▶ [Given request]:
Pick out every line in the entries below that contains the word "hazy", and copy each of those lines.

▶ [Excerpted records]:

==*==

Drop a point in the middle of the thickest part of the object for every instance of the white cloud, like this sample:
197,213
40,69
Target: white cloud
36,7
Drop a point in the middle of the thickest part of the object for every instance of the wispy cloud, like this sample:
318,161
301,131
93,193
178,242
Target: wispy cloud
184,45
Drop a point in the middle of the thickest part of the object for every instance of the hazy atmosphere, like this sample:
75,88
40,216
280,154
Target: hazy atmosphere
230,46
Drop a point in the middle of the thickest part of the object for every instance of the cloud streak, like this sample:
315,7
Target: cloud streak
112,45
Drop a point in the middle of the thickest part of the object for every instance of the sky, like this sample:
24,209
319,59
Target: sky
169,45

==*==

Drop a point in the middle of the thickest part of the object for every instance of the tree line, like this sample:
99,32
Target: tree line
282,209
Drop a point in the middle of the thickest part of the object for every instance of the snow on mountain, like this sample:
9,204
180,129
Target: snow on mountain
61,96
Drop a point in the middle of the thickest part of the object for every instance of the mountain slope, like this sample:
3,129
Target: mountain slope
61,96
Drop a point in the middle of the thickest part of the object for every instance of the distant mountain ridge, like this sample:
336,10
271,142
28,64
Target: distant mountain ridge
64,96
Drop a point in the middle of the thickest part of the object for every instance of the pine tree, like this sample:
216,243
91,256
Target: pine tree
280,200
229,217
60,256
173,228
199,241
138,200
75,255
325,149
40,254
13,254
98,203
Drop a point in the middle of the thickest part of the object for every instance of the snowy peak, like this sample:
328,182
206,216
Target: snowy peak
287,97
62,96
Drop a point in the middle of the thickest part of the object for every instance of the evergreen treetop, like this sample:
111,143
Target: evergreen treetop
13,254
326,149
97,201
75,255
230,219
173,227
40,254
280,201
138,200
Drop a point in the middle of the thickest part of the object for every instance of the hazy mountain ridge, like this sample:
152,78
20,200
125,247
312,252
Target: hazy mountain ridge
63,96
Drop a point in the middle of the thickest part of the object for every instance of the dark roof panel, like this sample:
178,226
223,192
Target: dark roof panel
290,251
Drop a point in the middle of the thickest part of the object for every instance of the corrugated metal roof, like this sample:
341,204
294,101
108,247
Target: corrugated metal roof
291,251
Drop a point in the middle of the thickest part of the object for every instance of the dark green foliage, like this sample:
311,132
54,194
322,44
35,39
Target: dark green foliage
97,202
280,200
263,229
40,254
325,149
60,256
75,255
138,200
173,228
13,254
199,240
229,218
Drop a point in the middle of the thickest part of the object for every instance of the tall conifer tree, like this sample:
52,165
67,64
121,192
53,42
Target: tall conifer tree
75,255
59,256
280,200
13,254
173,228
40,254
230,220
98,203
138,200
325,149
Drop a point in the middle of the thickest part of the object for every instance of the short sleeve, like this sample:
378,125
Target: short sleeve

==*==

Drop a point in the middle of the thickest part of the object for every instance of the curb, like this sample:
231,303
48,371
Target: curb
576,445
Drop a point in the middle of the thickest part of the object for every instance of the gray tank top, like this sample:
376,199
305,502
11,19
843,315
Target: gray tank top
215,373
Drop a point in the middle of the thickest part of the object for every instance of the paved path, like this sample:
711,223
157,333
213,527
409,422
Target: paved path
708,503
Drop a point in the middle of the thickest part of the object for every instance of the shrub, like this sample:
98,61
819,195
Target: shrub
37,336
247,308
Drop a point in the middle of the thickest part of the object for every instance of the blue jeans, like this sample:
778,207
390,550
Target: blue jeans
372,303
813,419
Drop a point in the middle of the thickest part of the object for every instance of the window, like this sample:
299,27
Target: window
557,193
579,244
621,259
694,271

==*==

▶ [Response for this exercise]:
Drop a point in the middle of the thickest part of the object for every instance of the hazy atmosphere, like this sample:
Target: hazy atmosphere
Drop a point in the middle of the thickest part of the object for every instance of the hazy mountain ridge, like this sample:
Target: hazy mountain ridge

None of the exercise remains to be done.